** Challenge **
Set down exactly, and only, the lines from the one with "Q: Locate the metal" to the final line of the entries, both included.

** Items from a dataset **
________________________

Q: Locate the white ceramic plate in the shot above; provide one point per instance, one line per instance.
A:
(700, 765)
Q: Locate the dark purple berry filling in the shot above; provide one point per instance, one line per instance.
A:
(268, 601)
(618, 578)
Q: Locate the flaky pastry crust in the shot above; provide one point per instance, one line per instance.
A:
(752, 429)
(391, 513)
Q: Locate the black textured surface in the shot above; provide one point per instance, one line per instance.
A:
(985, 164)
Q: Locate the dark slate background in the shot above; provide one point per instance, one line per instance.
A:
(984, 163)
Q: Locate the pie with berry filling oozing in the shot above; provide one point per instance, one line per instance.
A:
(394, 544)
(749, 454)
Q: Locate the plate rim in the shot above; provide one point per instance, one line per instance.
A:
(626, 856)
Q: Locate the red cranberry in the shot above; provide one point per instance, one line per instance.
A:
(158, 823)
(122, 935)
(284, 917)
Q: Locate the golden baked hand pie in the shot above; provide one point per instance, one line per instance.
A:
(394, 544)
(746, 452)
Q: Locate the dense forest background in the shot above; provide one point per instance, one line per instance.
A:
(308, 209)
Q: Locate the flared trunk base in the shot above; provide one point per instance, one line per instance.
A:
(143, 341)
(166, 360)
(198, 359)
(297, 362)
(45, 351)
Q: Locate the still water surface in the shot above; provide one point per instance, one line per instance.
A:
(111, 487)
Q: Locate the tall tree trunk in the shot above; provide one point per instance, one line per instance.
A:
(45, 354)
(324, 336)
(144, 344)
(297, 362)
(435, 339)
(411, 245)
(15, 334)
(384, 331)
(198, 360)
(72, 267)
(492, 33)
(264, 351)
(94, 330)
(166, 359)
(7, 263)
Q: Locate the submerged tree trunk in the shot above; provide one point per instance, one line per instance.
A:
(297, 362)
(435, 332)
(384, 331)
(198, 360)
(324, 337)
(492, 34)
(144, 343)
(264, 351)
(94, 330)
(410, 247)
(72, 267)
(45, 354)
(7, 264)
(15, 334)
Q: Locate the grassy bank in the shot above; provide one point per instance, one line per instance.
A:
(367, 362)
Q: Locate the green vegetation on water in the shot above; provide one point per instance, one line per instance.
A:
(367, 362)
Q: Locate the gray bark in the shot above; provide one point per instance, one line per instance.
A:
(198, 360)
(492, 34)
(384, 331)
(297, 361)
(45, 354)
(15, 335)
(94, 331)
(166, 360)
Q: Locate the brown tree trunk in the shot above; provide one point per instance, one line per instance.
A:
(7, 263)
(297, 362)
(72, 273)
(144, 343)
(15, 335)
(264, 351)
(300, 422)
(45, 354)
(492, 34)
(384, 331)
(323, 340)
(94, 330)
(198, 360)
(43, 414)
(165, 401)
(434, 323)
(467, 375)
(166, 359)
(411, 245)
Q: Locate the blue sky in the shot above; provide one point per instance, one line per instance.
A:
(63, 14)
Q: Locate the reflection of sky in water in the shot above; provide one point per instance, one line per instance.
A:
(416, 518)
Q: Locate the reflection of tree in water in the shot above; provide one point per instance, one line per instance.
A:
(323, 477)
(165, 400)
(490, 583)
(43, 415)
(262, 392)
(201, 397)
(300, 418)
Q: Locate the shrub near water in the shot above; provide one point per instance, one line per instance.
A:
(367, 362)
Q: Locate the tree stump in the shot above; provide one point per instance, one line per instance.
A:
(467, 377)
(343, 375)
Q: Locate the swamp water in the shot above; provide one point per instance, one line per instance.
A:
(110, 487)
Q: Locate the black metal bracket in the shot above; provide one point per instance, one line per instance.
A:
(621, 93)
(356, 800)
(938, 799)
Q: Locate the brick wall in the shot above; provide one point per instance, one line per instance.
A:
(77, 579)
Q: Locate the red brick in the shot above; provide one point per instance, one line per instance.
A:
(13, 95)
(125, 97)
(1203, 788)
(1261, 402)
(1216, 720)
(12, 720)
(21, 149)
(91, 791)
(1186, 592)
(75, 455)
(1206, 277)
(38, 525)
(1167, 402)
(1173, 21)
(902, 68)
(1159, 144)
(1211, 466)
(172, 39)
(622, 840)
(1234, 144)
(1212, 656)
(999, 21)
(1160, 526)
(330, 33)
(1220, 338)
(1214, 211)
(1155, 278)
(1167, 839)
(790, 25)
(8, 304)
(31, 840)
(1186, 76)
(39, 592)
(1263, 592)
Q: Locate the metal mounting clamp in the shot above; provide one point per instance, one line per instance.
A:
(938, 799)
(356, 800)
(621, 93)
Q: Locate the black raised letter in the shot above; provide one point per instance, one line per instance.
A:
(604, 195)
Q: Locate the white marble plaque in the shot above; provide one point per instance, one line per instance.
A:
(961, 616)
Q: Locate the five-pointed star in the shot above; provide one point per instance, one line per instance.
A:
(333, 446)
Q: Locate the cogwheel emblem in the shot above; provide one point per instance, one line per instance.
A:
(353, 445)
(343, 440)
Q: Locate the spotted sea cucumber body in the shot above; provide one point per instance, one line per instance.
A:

________________________

** Answer to this problem **
Q: Locate the metal mounting clamp in the shot above; provide one point per instance, one line per instance.
A:
(938, 799)
(356, 800)
(621, 93)
Q: Locate the black raised letter in the shot above; provide one point per instance, one line per instance.
A:
(604, 195)
Q: Locate the white marble plaque in the shot above; provide one point per instance, one line per instance.
A:
(961, 616)
Q: Locate the five-pointed star in the shot above; provide one point per instance, one line per instance.
A:
(333, 446)
Q: Locate the cogwheel emblem in the shot above; provide one point per instance, one line per instance.
A:
(353, 445)
(343, 440)
Q: Locate the spotted sea cucumber body in the shot above; provide one point per instance, one line per instance.
A:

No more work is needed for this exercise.